-- START --

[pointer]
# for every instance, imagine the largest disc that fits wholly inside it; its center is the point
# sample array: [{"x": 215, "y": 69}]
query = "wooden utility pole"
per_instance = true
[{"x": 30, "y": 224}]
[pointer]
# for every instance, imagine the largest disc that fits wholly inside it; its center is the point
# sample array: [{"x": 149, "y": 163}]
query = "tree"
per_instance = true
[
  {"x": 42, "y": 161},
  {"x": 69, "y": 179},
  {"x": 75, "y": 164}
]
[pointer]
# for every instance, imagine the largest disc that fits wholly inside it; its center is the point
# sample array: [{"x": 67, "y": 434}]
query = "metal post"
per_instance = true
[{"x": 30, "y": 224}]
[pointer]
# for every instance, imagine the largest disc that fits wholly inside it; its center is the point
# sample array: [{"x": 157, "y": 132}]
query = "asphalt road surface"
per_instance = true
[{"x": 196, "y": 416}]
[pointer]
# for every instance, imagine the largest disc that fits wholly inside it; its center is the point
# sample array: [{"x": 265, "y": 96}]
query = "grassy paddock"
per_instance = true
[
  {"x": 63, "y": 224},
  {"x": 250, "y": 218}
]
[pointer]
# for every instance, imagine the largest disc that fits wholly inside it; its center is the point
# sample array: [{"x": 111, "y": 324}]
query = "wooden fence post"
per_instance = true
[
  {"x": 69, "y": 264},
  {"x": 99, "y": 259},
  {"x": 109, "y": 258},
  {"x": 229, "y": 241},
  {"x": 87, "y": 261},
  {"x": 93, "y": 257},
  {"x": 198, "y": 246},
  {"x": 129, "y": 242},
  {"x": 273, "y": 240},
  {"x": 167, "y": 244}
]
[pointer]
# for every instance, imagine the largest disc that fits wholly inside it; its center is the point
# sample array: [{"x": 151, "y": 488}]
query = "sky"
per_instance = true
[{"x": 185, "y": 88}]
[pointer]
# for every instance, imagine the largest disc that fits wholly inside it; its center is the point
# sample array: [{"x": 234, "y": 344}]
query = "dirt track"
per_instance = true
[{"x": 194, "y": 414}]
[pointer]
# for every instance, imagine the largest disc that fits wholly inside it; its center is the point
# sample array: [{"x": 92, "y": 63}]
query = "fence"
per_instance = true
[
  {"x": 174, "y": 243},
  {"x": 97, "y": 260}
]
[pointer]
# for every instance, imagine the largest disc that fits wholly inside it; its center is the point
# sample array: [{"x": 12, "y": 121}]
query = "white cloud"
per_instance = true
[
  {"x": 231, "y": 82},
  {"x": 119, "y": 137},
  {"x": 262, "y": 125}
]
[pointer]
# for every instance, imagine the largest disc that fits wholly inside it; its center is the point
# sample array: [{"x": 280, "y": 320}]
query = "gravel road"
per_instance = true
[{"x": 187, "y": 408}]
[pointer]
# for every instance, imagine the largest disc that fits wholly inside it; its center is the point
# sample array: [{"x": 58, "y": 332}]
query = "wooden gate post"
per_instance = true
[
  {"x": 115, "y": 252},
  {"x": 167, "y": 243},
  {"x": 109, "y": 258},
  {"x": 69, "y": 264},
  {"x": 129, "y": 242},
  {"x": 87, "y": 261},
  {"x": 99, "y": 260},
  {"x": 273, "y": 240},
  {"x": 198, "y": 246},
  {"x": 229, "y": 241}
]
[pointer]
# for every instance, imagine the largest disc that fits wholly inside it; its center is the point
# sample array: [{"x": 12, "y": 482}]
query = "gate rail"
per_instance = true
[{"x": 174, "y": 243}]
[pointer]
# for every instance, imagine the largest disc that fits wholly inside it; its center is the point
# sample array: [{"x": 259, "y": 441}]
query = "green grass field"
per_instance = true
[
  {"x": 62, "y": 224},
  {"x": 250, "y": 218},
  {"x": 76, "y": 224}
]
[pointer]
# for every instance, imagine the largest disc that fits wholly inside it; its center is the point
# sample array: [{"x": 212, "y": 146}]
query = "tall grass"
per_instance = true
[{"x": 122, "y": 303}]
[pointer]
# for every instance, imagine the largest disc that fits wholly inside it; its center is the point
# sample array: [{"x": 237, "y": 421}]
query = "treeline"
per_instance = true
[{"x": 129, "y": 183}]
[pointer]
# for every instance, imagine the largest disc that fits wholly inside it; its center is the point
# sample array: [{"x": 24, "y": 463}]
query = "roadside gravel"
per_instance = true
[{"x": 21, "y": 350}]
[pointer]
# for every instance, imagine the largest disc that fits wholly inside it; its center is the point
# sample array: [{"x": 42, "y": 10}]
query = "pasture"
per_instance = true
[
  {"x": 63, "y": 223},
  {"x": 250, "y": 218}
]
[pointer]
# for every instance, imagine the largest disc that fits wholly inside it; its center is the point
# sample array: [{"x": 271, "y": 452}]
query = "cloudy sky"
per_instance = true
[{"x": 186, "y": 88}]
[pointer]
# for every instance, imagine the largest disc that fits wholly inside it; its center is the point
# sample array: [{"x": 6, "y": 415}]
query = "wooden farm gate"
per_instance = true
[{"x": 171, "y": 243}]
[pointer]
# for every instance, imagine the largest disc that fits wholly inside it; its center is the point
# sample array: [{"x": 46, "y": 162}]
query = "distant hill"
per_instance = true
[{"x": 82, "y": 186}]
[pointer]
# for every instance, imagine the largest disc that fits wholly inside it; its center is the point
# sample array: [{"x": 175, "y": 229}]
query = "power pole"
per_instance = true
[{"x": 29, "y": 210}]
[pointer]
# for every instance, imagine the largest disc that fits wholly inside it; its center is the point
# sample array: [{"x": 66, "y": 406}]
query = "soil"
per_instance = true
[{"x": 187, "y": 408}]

-- END --

▶ [Goal] Please reproduce each record precisely as written.

▶ [Task answer]
[pointer]
# for every instance, imagine the largest disc that fits wholly inside it; its center is the point
# sample array: [{"x": 215, "y": 69}]
query = "wooden utility pole"
per_instance = true
[{"x": 30, "y": 224}]
[pointer]
# for every instance, imagine the largest disc that fits wholly inside it; its center is the point
# sample array: [{"x": 149, "y": 163}]
query = "tree"
per_instance = true
[
  {"x": 42, "y": 161},
  {"x": 69, "y": 179},
  {"x": 75, "y": 164}
]
[pointer]
# for every instance, imagine the largest disc that fits wholly inside it; its center is the point
# sample array: [{"x": 67, "y": 434}]
query = "metal post"
per_instance = true
[{"x": 30, "y": 224}]
[pointer]
# for every instance, imagine the largest disc that fits wholly inside it; its center is the point
# sample array: [{"x": 157, "y": 132}]
query = "asphalt road surface"
per_instance = true
[{"x": 196, "y": 416}]
[pointer]
# for every instance, imagine the largest disc that fits wholly inside it; its center is the point
# sample array: [{"x": 265, "y": 96}]
query = "grassy paddock"
per_instance = true
[
  {"x": 63, "y": 224},
  {"x": 250, "y": 218}
]
[pointer]
# for every instance, imagine the largest disc that fits wholly inside it; its center is the point
# sample array: [{"x": 111, "y": 324}]
query = "wooden fence post"
per_instance = true
[
  {"x": 69, "y": 264},
  {"x": 99, "y": 259},
  {"x": 109, "y": 258},
  {"x": 229, "y": 241},
  {"x": 87, "y": 261},
  {"x": 93, "y": 257},
  {"x": 198, "y": 246},
  {"x": 129, "y": 242},
  {"x": 273, "y": 240},
  {"x": 167, "y": 244}
]
[pointer]
# for every instance, imagine the largest disc that fits wholly inside it; its center is the point
# sample array: [{"x": 151, "y": 488}]
query = "sky"
per_instance = true
[{"x": 185, "y": 88}]
[pointer]
# for every instance, imagine the largest disc that fits wholly inside it; its center is the point
# sample array: [{"x": 234, "y": 344}]
query = "dirt track"
per_instance = true
[{"x": 194, "y": 414}]
[pointer]
# for every instance, imagine the largest disc that fits wholly inside it; its center is the point
# sample array: [{"x": 92, "y": 63}]
query = "fence"
per_instance = true
[
  {"x": 174, "y": 243},
  {"x": 97, "y": 260}
]
[pointer]
# for every instance, imagine the largest disc that fits wholly inside it; its center is the point
# sample array: [{"x": 12, "y": 121}]
query = "white cloud"
per_instance = true
[
  {"x": 231, "y": 82},
  {"x": 119, "y": 137},
  {"x": 262, "y": 125}
]
[pointer]
# for every instance, imagine the largest disc that fits wholly inside it; its center is the point
# sample array: [{"x": 280, "y": 320}]
query = "gravel road"
per_instance = true
[{"x": 187, "y": 408}]
[pointer]
# for every instance, imagine the largest disc that fits wholly inside it; its center is the point
# sample array: [{"x": 58, "y": 332}]
query = "wooden gate post"
per_instance = true
[
  {"x": 115, "y": 252},
  {"x": 167, "y": 243},
  {"x": 109, "y": 258},
  {"x": 69, "y": 264},
  {"x": 129, "y": 242},
  {"x": 87, "y": 261},
  {"x": 99, "y": 260},
  {"x": 273, "y": 240},
  {"x": 198, "y": 246},
  {"x": 229, "y": 241}
]
[pointer]
# for every instance, imagine the largest disc that fits wholly inside it; its center is the point
# sample array: [{"x": 12, "y": 482}]
query = "gate rail"
per_instance = true
[{"x": 174, "y": 243}]
[pointer]
# for every instance, imagine the largest disc that fits wholly inside it; its center is the point
# sample array: [{"x": 259, "y": 441}]
query = "green grass field"
per_instance = true
[
  {"x": 62, "y": 224},
  {"x": 250, "y": 218},
  {"x": 76, "y": 224}
]
[pointer]
# for every instance, imagine the largest disc that fits wholly inside it; its center is the point
# sample array: [{"x": 212, "y": 146}]
query = "tall grass"
per_instance = true
[{"x": 122, "y": 303}]
[pointer]
# for every instance, imagine the largest disc that fits wholly inside it; its center is the point
# sample array: [{"x": 237, "y": 421}]
query = "treeline"
per_instance = true
[{"x": 129, "y": 183}]
[pointer]
# for every instance, imagine the largest disc that fits wholly inside it; its center is the point
# sample array: [{"x": 24, "y": 463}]
query = "roadside gravel"
per_instance = true
[{"x": 21, "y": 350}]
[pointer]
# for every instance, imagine the largest disc that fits wholly inside it; its center is the point
# sample array: [{"x": 42, "y": 10}]
query = "pasture"
per_instance = true
[
  {"x": 63, "y": 223},
  {"x": 250, "y": 218}
]
[pointer]
# for every instance, imagine the largest disc that fits wholly inside it; its center is the point
# sample array: [{"x": 271, "y": 452}]
query = "cloudy sky"
per_instance = true
[{"x": 186, "y": 88}]
[pointer]
# for every instance, imagine the largest disc that fits wholly inside it; its center is the point
# sample array: [{"x": 6, "y": 415}]
query = "wooden farm gate"
per_instance = true
[{"x": 171, "y": 243}]
[pointer]
# for every instance, imagine the largest disc that fits wholly inside it; its center is the point
# sample array: [{"x": 46, "y": 162}]
query = "distant hill"
per_instance = true
[{"x": 82, "y": 186}]
[pointer]
# for every instance, imagine the largest disc that fits wholly inside it; its center is the point
# sample array: [{"x": 175, "y": 229}]
query = "power pole"
per_instance = true
[{"x": 29, "y": 210}]
[pointer]
# for every instance, imagine the largest disc that fits wholly inside it; its center is the point
# sample array: [{"x": 66, "y": 406}]
query = "soil"
per_instance = true
[{"x": 187, "y": 408}]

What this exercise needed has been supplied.